=== RECORDS FOR PROCESSING ===

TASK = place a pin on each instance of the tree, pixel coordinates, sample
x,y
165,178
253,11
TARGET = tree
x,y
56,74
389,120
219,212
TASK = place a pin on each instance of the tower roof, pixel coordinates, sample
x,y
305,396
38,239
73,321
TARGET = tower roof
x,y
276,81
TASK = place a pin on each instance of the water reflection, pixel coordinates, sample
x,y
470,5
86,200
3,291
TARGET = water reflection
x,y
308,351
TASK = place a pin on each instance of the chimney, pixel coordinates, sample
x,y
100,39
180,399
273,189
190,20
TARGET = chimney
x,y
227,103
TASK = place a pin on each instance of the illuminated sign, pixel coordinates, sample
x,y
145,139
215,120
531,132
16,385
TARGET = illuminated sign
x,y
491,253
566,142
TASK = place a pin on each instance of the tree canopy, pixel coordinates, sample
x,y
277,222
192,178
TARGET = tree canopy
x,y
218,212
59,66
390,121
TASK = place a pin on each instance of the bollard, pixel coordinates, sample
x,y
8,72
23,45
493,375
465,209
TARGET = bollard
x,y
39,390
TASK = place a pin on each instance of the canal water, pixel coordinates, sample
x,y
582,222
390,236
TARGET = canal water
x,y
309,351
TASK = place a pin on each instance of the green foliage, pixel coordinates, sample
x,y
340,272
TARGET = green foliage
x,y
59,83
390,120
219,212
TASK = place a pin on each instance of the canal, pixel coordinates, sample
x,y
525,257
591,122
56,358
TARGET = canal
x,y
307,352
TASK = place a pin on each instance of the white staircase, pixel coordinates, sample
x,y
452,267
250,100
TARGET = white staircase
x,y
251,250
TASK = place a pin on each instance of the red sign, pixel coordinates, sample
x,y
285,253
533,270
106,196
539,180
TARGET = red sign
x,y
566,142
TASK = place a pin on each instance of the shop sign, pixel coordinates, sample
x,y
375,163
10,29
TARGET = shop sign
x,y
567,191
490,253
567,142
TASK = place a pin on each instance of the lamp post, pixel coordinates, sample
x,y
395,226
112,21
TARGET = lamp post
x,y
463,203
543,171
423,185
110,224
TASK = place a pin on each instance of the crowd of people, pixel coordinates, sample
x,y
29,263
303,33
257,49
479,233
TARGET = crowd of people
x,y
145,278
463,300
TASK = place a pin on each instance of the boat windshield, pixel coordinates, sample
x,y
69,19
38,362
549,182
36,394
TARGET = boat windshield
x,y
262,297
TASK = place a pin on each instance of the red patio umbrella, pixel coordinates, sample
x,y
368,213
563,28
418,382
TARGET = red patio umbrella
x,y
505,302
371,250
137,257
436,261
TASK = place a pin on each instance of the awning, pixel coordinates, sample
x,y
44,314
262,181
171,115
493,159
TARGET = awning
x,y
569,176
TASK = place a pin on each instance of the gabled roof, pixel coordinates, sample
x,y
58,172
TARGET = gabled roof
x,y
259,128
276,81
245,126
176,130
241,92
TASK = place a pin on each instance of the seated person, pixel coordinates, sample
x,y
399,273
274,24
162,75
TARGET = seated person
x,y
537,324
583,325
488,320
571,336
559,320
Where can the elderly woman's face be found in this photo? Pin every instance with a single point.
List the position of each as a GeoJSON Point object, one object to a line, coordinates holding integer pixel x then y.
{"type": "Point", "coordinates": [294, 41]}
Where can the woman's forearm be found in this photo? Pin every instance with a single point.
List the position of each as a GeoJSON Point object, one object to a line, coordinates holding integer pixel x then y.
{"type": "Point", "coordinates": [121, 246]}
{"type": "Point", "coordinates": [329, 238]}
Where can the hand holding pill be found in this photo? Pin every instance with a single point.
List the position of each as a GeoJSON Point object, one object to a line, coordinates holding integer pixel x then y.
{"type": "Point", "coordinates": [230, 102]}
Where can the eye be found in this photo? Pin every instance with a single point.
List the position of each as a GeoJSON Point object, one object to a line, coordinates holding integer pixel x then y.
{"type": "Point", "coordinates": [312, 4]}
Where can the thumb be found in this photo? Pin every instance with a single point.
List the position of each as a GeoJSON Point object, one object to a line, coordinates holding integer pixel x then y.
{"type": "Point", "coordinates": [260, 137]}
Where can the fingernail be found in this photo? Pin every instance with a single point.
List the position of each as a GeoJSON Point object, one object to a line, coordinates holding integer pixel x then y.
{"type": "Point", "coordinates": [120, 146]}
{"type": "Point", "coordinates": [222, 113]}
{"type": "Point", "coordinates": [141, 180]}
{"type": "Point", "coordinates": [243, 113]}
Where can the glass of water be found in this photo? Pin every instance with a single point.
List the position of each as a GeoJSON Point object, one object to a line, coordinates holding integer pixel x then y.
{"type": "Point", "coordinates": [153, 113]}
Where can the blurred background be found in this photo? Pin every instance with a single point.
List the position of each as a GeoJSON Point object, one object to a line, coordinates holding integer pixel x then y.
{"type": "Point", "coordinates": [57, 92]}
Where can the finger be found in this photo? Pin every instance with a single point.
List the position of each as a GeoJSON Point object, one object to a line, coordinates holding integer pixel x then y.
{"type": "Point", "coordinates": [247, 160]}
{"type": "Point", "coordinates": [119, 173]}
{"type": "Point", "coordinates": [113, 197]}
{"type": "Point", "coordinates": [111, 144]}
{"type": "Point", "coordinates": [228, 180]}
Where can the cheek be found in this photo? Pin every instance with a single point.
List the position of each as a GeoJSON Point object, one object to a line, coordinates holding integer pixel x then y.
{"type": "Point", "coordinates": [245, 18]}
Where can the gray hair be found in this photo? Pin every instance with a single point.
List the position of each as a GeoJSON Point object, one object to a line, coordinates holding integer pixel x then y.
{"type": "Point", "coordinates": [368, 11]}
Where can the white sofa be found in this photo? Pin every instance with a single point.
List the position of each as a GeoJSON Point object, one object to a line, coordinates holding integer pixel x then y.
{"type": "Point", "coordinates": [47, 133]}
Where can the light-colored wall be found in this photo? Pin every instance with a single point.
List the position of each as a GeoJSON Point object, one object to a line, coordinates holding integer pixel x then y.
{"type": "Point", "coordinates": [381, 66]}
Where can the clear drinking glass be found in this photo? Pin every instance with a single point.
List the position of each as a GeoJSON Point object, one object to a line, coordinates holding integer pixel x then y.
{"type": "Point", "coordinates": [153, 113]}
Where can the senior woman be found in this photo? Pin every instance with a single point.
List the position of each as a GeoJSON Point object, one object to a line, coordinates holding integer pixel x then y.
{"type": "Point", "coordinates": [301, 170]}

===

OBJECTIVE:
Produce an exact copy of every entry above.

THE OUTPUT:
TASK = place a pin on each instance of the tree, pixel coordinates, sample
x,y
165,178
253,11
TARGET = tree
x,y
56,74
389,120
219,212
TASK = place a pin on each instance of the tower roof, pixel coordinates, sample
x,y
305,396
38,239
73,321
TARGET = tower roof
x,y
276,81
TASK = place a pin on each instance of the water reflection, pixel coordinates, sample
x,y
470,5
86,200
3,291
TARGET = water reflection
x,y
308,351
TASK = place a pin on each instance of the chimney, pixel coordinates, sample
x,y
100,39
180,399
273,189
190,20
TARGET = chimney
x,y
227,103
TASK = place a pin on each instance of the illuminated sign, pixel coordinates, sample
x,y
145,139
215,120
531,132
16,385
TARGET = illuminated sign
x,y
491,253
566,142
TASK = place a pin on each instance of the tree canopy, pixel coordinates, sample
x,y
277,222
192,178
TARGET = tree canopy
x,y
218,212
59,66
390,121
TASK = place a pin on each instance of the bollard, pixel coordinates, sample
x,y
8,72
23,45
493,375
465,209
TARGET = bollard
x,y
39,390
TASK = place a pin on each instance of the canal water, pixel coordinates, sample
x,y
582,222
390,236
TARGET = canal water
x,y
309,351
TASK = place a pin on each instance of the green foliage, pixel coordinates, sample
x,y
340,272
TARGET = green foliage
x,y
59,83
390,120
219,212
TASK = place a pin on each instance of the canal, pixel coordinates, sample
x,y
525,257
591,122
56,358
TARGET = canal
x,y
307,352
TASK = place a pin on each instance of the white staircase, pixel coordinates, sample
x,y
452,267
250,100
TARGET = white staircase
x,y
251,250
TASK = place a pin on each instance of the red sign, pixel coordinates, sample
x,y
285,253
533,270
106,196
539,180
TARGET = red sign
x,y
566,142
TASK = place a pin on each instance of the shop sign, pixel coordinates, sample
x,y
375,163
10,29
TARGET = shop sign
x,y
567,191
490,253
567,142
TASK = place a pin on each instance of the lamp post, pixel coordinates, sample
x,y
395,226
112,21
TARGET = lamp post
x,y
463,203
543,171
423,185
110,224
TASK = place a pin on each instance of the crowd of people, pixel coordinates, sample
x,y
29,263
303,33
257,49
479,233
TARGET = crowd of people
x,y
145,278
463,300
TASK = place a pin on each instance of the boat windshield, pixel coordinates, sample
x,y
69,19
38,362
549,182
36,394
TARGET = boat windshield
x,y
262,297
TASK = place a pin on each instance of the red patio umbrella, pixel coordinates, sample
x,y
368,213
563,28
418,382
TARGET = red patio umbrella
x,y
505,302
371,250
137,257
436,261
TASK = place a pin on each instance of the awning, pixel coordinates, sample
x,y
44,314
262,181
171,115
493,159
TARGET = awning
x,y
569,176
TASK = place a pin on each instance of the gabled roof, pixel coordinates, sample
x,y
58,172
TARGET = gabled roof
x,y
259,128
276,81
245,126
176,130
241,92
TASK = place a pin on each instance of the seated person, pixel coordinates, sample
x,y
399,273
274,24
162,75
TARGET = seated person
x,y
537,324
583,325
488,320
571,336
559,320
Where can the elderly woman's face be found in this photo? Pin every instance with a single point.
List the position of each as a GeoJSON Point object, one object to a line, coordinates holding integer pixel x then y.
{"type": "Point", "coordinates": [294, 41]}
Where can the woman's forearm be found in this photo? Pin every instance with a single point.
List the position of each as a GeoJSON Point object, one object to a line, coordinates holding integer pixel x then y.
{"type": "Point", "coordinates": [121, 246]}
{"type": "Point", "coordinates": [329, 238]}
Where can the hand holding pill be found in this photo? Pin every instance with a single point.
List the position of each as a GeoJSON Point object, one object to a line, coordinates holding integer pixel x then y.
{"type": "Point", "coordinates": [230, 102]}
Where can the eye be found in this photo? Pin every instance with a single point.
List the position of each as a GeoJSON Point object, one object to a line, coordinates holding integer pixel x then y.
{"type": "Point", "coordinates": [312, 4]}
Where can the thumb be found in this photo? Pin every instance with a single point.
List the position of each as a GeoJSON Point object, one object to a line, coordinates holding integer pixel x then y.
{"type": "Point", "coordinates": [260, 137]}
Where can the fingernail be found in this photo? Pin every instance with a single point.
List the position of each as a GeoJSON Point object, one object to a line, coordinates holding integer pixel x then y.
{"type": "Point", "coordinates": [120, 146]}
{"type": "Point", "coordinates": [222, 113]}
{"type": "Point", "coordinates": [141, 180]}
{"type": "Point", "coordinates": [243, 113]}
Where can the glass of water be found in this photo? Pin every instance with a single point.
List the position of each as a GeoJSON Point object, one object to a line, coordinates holding integer pixel x then y.
{"type": "Point", "coordinates": [153, 113]}
Where can the blurred background be found in this photo? Pin every instance with a single point.
List the position of each as a GeoJSON Point object, one object to a line, coordinates holding integer pixel x then y.
{"type": "Point", "coordinates": [57, 92]}
Where can the finger be found in this photo? Pin every instance with a single point.
List the position of each as a GeoJSON Point object, one object to a line, coordinates holding integer pixel x then y.
{"type": "Point", "coordinates": [247, 160]}
{"type": "Point", "coordinates": [119, 173]}
{"type": "Point", "coordinates": [113, 197]}
{"type": "Point", "coordinates": [111, 144]}
{"type": "Point", "coordinates": [228, 180]}
Where can the cheek be found in this photo? Pin every instance with a single point.
List the position of each as a GeoJSON Point object, one object to a line, coordinates holding integer pixel x then y.
{"type": "Point", "coordinates": [245, 18]}
Where can the gray hair be found in this photo? Pin every instance with a single point.
List the position of each as a GeoJSON Point object, one object to a line, coordinates holding integer pixel x then y.
{"type": "Point", "coordinates": [368, 11]}
Where can the white sofa be found in this photo? Pin every instance with a single point.
List the position of each as a GeoJSON Point object, one object to a line, coordinates holding integer pixel x then y.
{"type": "Point", "coordinates": [47, 133]}
Where can the light-colored wall be found in this photo? Pin every instance with a single point.
List the position of each as a GeoJSON Point object, one object to a line, coordinates holding integer pixel x then y.
{"type": "Point", "coordinates": [381, 66]}
Where can the clear drinking glass be found in this photo? Pin every instance with a single point.
List the position of each as a GeoJSON Point object, one object to a line, coordinates holding integer pixel x then y.
{"type": "Point", "coordinates": [153, 113]}
Where can the senior woman be found in this photo? Pin every instance with a single point.
List the position of each as a GeoJSON Point object, one object to a line, coordinates holding integer pixel x then y.
{"type": "Point", "coordinates": [301, 170]}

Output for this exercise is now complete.